-- What the task requires --
Starting at the line containing "point_to(query) identifies every instance of the metal stake" and ending after the line containing "x=214, y=486", swap "metal stake" for "steel rod" and reproduce those lines with no other change.

--- START OF Data for this exercise ---

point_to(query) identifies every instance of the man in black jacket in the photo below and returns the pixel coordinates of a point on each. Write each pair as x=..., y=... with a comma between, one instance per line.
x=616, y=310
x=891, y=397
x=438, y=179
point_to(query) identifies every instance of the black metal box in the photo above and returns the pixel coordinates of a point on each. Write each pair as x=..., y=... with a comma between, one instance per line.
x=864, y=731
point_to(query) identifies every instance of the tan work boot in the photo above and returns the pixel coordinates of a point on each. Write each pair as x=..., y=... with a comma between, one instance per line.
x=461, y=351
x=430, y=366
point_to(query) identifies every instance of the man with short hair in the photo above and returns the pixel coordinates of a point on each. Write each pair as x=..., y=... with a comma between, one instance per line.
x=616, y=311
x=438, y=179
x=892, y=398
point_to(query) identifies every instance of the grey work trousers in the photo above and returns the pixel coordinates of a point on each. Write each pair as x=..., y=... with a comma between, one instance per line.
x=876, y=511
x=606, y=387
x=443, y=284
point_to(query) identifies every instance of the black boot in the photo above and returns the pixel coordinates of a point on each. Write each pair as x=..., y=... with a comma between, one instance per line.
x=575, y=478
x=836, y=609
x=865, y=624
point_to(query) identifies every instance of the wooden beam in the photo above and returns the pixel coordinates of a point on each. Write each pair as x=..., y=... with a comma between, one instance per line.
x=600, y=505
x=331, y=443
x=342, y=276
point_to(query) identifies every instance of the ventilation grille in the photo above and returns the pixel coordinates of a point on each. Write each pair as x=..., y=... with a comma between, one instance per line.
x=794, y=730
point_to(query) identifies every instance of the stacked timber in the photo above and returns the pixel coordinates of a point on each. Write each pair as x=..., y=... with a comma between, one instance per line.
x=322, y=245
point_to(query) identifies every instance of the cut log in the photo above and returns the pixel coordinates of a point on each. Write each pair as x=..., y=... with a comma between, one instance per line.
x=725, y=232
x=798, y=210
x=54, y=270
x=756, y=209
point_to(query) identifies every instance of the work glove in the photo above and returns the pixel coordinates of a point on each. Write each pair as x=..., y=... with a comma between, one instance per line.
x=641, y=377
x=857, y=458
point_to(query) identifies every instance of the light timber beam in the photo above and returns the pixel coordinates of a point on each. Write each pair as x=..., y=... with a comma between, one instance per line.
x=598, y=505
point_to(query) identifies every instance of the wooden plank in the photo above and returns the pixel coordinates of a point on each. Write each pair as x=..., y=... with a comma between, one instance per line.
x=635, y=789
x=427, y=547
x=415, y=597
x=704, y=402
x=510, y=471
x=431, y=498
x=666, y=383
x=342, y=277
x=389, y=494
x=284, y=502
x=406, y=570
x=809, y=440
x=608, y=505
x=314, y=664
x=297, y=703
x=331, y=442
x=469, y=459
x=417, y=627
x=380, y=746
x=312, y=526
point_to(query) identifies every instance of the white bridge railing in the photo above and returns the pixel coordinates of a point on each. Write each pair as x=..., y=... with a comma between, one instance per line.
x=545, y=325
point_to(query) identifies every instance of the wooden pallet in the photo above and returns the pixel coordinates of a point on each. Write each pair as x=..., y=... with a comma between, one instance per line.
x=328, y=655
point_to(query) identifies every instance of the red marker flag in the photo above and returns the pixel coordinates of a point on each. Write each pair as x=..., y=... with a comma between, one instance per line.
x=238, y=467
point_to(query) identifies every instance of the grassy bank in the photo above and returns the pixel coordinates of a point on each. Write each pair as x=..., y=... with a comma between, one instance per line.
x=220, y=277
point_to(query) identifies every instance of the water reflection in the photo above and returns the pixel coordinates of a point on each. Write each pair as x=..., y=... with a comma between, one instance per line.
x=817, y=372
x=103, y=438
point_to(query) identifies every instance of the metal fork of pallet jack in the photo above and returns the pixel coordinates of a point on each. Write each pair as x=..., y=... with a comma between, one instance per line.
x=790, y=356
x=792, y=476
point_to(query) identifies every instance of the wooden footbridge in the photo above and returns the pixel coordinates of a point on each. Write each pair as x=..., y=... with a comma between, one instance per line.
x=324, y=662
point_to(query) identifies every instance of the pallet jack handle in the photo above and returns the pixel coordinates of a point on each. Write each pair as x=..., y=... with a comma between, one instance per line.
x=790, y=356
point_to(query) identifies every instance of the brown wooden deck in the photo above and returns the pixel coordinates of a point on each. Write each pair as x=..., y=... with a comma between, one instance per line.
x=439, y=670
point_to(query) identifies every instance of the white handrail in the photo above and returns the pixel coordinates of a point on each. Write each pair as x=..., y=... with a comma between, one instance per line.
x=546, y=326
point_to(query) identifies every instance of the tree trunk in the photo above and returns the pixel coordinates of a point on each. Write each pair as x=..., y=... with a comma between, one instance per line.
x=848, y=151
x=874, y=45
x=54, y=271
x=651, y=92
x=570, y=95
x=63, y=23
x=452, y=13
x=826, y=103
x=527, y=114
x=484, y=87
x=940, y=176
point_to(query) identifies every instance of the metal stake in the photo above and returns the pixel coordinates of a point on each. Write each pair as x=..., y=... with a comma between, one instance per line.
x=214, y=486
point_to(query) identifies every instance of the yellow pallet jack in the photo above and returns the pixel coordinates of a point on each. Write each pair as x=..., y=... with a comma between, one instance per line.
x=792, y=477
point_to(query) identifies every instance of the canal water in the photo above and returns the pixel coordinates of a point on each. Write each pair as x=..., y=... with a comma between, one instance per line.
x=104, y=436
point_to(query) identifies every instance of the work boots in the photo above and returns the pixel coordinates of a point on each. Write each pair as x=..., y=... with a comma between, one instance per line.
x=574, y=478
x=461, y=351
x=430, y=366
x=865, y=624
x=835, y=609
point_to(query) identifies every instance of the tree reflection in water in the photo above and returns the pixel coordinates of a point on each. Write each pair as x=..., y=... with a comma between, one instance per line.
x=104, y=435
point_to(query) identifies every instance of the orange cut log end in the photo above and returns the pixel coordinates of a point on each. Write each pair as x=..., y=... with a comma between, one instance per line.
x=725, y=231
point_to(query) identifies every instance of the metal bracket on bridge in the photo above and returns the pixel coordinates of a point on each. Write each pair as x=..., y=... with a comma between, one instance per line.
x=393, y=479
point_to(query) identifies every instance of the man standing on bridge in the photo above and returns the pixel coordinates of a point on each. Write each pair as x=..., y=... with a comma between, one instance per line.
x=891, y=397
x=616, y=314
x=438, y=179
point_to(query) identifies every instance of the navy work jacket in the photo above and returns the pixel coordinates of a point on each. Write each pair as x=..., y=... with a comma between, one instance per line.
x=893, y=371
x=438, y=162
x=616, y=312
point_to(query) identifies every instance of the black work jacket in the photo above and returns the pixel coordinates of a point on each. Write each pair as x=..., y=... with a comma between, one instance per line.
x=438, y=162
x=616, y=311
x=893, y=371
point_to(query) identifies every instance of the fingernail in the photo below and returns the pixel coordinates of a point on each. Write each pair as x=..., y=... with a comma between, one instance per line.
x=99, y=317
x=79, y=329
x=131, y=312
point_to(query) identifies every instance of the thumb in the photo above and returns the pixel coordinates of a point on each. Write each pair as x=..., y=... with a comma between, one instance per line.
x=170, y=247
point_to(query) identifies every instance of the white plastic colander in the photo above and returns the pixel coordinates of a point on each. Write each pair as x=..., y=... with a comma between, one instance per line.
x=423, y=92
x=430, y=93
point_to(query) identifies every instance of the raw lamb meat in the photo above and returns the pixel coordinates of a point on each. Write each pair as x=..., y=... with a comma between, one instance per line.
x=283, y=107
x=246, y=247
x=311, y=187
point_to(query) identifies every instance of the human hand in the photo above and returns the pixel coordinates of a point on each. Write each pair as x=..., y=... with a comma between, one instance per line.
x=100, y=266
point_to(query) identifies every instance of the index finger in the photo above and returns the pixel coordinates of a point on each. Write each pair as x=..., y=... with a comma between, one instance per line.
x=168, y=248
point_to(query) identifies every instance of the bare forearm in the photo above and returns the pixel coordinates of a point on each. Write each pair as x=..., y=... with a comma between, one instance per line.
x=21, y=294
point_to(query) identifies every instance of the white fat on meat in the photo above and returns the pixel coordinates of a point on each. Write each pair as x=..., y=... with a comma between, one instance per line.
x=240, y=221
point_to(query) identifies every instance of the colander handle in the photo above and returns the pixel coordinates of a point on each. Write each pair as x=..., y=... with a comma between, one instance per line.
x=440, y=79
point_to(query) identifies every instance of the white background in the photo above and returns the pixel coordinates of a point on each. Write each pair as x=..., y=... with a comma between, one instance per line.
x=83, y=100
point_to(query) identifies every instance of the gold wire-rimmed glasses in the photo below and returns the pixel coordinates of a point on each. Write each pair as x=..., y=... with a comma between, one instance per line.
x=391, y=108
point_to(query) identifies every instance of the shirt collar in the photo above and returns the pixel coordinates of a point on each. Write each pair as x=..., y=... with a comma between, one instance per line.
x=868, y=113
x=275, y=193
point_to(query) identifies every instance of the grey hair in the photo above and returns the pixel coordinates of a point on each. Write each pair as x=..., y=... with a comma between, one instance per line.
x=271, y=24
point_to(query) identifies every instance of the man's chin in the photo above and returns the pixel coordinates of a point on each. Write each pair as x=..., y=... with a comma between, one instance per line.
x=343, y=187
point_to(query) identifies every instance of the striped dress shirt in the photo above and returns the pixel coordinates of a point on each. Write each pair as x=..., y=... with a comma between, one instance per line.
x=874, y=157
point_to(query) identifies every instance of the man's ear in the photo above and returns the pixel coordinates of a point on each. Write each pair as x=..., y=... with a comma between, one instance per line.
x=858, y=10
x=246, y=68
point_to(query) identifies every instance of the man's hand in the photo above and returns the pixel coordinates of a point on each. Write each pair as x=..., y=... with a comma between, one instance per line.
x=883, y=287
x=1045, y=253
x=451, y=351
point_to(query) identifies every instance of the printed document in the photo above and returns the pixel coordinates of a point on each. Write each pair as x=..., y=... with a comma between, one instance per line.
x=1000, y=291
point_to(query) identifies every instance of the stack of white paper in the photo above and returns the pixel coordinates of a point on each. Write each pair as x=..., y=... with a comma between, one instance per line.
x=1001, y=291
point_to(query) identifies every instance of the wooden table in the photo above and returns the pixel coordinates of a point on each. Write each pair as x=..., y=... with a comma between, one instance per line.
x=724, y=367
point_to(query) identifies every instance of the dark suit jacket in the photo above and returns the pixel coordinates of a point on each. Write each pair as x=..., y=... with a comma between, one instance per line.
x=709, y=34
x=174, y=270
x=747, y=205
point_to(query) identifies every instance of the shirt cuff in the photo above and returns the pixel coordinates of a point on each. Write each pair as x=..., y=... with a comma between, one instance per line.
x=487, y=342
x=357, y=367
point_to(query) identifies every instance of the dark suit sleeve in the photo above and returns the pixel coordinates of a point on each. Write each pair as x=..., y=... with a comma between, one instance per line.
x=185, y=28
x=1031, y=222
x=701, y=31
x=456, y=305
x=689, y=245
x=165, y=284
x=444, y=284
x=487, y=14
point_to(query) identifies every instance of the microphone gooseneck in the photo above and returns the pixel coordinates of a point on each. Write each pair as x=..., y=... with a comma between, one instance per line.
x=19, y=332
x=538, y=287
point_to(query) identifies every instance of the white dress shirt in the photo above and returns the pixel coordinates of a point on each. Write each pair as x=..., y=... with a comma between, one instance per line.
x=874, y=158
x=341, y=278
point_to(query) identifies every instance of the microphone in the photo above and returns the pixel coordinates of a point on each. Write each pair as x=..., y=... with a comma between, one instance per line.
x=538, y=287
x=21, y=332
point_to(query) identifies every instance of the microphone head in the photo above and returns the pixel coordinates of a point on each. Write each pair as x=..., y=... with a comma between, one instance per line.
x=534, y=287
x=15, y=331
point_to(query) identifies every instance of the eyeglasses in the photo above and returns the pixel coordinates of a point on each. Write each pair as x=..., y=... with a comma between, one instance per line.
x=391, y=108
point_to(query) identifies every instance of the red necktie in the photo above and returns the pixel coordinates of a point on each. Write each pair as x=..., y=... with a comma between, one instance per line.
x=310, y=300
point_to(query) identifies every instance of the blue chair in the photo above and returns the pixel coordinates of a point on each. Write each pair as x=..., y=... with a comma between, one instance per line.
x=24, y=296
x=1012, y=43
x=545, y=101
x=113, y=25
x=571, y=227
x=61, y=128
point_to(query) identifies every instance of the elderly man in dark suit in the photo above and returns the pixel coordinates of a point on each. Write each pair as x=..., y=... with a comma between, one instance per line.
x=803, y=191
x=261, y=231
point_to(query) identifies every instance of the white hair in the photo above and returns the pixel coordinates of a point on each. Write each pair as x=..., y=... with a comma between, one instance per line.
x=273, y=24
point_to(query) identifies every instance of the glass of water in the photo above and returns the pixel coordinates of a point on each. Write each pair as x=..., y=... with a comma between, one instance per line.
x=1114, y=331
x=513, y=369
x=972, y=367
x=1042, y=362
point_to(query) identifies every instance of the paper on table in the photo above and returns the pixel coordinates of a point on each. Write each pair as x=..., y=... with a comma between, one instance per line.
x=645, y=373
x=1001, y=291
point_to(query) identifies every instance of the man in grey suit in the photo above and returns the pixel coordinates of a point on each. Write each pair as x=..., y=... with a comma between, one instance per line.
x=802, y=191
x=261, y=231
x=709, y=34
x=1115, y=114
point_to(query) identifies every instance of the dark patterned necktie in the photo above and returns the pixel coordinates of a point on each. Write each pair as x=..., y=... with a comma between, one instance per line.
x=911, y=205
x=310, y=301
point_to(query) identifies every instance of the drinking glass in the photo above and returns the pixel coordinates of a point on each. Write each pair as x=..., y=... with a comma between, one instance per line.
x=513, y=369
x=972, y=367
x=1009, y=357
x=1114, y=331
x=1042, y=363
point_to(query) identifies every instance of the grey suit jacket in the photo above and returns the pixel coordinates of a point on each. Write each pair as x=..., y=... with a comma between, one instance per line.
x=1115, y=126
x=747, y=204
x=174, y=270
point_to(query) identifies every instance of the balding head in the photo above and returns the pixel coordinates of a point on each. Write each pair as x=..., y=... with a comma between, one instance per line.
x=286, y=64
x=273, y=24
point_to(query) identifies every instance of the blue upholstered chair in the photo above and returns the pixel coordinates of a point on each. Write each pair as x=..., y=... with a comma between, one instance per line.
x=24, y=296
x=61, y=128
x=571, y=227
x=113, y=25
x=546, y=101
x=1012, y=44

--- END OF Data for this exercise ---

-- Solution for this task --
point_to(query) identifies every instance of the steel rod in the photo above and returns the pixel coordinates of a point on each. Write each pair as x=..., y=... with a comma between, one instance per line.
x=214, y=486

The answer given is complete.